=== ACTIVITY ===
The answer must consist of each line below that contains the string "grassy".

====

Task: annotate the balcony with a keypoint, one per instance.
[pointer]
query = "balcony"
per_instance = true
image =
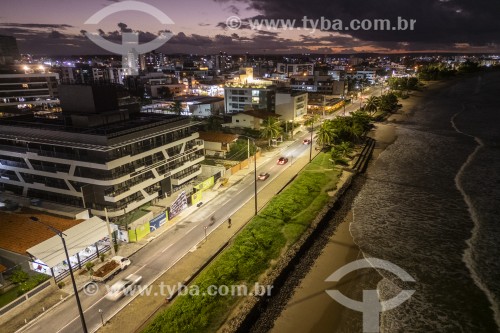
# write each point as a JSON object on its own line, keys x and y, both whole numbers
{"x": 180, "y": 181}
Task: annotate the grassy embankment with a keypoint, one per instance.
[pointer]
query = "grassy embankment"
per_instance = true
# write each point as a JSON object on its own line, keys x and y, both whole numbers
{"x": 267, "y": 235}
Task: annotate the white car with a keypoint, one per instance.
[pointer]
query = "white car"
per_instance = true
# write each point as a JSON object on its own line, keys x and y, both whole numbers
{"x": 124, "y": 262}
{"x": 123, "y": 287}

====

=== COMPLETED EXERCISE ===
Task: annotate the grassy embankment with a keypoint, one per instance.
query = "grassy embankment"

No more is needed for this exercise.